* [Task directions]: Looking through the entries, count each line where the string "visor" occurs, and write only the total.

* [Data supplied]:

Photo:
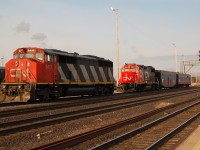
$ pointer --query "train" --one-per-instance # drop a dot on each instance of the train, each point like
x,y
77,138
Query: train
x,y
42,74
37,74
136,77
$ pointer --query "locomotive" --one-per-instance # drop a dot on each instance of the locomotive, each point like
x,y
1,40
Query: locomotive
x,y
36,73
139,78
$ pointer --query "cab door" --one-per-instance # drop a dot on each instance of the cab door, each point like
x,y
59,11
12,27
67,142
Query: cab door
x,y
51,67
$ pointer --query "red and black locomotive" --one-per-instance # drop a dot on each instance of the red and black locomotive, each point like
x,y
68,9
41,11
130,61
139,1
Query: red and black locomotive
x,y
36,73
139,78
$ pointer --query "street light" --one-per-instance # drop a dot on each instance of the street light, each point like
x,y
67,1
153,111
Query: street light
x,y
175,49
117,45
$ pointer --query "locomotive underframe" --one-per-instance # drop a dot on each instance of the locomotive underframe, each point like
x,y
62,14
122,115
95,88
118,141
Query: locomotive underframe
x,y
33,91
131,87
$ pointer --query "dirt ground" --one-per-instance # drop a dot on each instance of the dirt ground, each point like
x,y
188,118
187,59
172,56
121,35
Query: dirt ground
x,y
192,142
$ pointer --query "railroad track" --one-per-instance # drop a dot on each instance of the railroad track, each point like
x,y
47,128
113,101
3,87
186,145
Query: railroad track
x,y
41,108
182,113
15,126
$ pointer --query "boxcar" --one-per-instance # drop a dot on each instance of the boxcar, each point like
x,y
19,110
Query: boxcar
x,y
166,79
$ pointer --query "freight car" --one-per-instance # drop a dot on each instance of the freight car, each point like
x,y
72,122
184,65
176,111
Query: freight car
x,y
2,74
139,78
36,73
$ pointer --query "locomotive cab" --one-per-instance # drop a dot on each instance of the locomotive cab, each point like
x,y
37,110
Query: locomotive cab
x,y
24,71
136,78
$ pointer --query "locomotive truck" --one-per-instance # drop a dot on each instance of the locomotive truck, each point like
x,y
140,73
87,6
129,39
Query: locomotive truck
x,y
35,73
139,78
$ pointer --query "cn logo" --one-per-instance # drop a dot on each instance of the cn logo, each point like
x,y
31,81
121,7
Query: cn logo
x,y
126,78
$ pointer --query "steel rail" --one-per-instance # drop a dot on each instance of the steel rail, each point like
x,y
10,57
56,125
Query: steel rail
x,y
33,122
71,141
134,132
165,138
20,111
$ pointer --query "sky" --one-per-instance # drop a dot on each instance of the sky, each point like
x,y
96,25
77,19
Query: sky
x,y
147,28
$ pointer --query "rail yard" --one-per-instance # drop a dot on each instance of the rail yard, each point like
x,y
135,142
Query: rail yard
x,y
107,122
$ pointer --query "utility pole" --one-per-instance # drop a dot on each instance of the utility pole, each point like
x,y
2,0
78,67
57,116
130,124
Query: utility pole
x,y
175,49
117,45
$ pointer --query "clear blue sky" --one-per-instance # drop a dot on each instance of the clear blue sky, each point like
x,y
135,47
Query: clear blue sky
x,y
147,28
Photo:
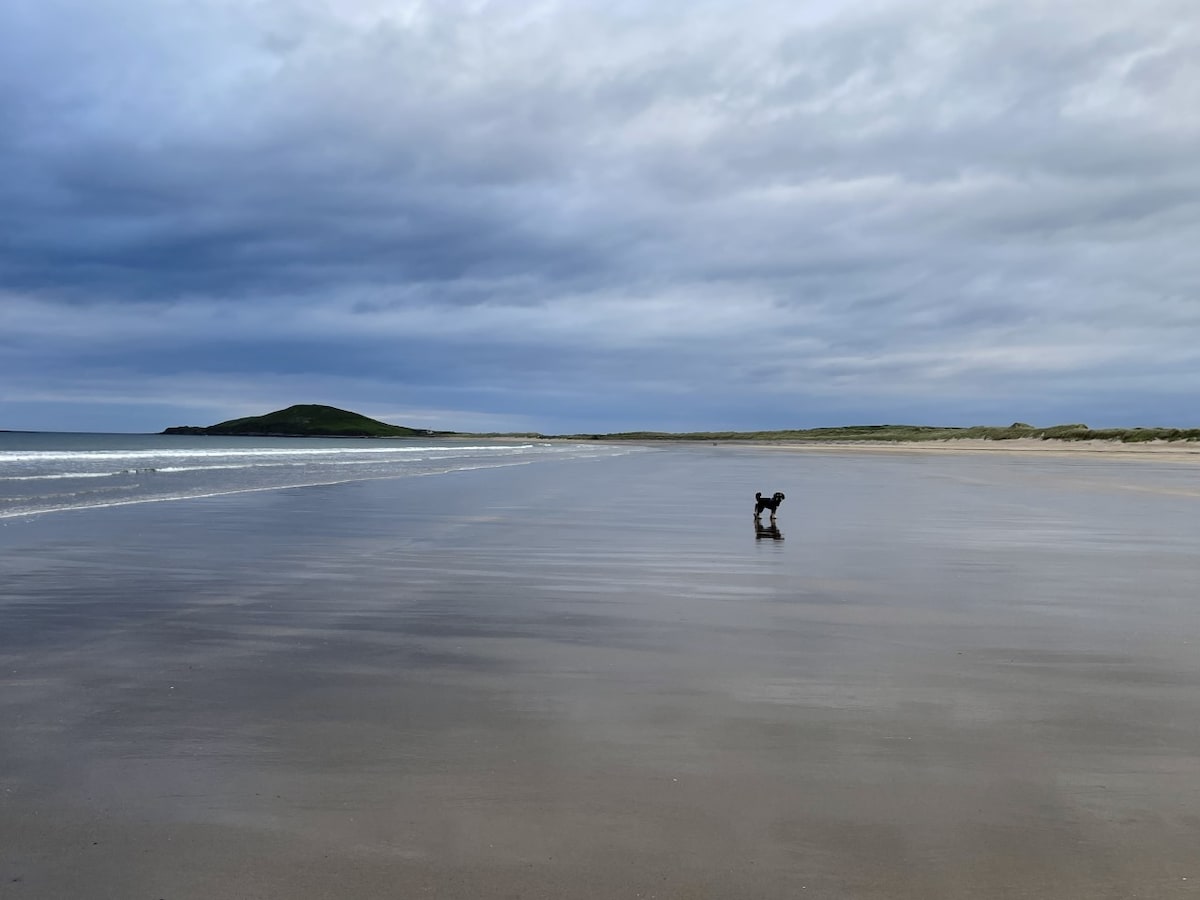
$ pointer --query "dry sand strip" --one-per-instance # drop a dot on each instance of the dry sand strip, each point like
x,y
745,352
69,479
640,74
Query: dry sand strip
x,y
1156,450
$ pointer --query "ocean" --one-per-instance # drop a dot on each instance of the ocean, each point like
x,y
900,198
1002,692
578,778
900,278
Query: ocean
x,y
54,472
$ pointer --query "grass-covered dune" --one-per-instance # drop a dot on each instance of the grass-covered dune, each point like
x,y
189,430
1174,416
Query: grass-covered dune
x,y
913,432
305,420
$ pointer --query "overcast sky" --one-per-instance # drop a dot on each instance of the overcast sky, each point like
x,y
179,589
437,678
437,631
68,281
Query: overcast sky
x,y
597,216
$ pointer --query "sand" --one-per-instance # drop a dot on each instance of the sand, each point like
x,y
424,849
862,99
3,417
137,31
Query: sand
x,y
959,675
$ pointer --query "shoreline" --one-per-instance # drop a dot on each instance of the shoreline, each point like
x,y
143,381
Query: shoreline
x,y
1163,451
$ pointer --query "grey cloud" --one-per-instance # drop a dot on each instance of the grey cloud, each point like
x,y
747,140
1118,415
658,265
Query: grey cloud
x,y
817,205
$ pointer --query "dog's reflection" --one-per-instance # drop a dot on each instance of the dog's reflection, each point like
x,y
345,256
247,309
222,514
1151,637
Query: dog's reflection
x,y
767,531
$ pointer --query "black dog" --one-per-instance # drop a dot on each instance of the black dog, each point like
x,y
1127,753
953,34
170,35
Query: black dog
x,y
772,504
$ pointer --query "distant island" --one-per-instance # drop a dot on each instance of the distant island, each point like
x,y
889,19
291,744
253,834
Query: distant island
x,y
307,420
313,420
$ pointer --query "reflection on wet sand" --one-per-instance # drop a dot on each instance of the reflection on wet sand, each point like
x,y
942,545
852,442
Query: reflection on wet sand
x,y
769,531
963,676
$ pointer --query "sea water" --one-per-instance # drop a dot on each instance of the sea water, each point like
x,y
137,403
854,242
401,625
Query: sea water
x,y
52,472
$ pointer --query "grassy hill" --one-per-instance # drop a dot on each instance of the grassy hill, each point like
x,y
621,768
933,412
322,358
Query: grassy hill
x,y
306,420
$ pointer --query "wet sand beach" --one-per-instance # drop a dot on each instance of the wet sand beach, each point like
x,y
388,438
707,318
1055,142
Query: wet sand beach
x,y
943,676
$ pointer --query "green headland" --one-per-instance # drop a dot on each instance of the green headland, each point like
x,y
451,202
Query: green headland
x,y
313,420
306,420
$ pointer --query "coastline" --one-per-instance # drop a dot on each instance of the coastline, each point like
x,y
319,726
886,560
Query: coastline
x,y
1158,450
935,677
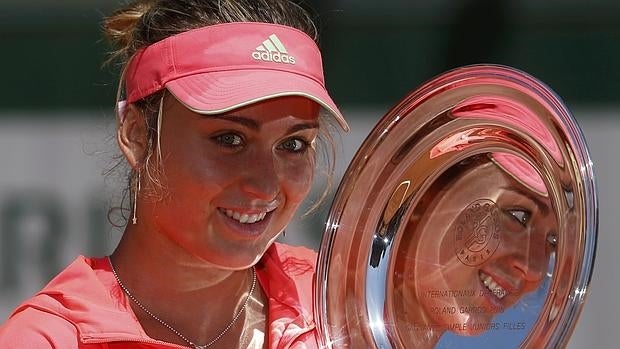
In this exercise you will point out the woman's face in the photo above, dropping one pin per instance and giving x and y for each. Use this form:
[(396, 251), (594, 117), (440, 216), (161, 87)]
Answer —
[(233, 181), (481, 245)]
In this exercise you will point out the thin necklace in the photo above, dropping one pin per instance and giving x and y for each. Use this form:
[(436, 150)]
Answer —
[(191, 344)]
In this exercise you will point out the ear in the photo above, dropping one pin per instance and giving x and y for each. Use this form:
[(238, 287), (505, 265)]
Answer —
[(132, 135)]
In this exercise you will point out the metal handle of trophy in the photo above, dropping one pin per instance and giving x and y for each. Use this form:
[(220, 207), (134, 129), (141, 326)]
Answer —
[(467, 219)]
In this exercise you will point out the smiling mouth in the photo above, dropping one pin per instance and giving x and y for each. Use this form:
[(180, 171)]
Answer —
[(245, 218), (492, 285)]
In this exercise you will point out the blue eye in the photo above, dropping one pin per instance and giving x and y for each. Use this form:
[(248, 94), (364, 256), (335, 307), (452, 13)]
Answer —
[(294, 145), (229, 140)]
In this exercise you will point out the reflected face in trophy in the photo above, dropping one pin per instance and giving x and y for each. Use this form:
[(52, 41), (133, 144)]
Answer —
[(478, 243)]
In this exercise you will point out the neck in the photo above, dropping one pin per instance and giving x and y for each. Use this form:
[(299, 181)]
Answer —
[(196, 298)]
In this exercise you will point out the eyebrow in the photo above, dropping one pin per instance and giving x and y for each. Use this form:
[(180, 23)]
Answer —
[(303, 126), (247, 122)]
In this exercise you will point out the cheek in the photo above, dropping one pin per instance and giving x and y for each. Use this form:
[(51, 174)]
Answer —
[(296, 177)]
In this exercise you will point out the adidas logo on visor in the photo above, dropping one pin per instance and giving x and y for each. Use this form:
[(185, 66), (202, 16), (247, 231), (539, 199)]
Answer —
[(272, 50)]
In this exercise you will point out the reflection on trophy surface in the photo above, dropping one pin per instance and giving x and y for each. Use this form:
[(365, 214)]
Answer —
[(479, 240), (467, 219)]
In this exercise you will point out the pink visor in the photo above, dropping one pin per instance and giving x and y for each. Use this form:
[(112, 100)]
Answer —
[(222, 67)]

* [Written answer]: 2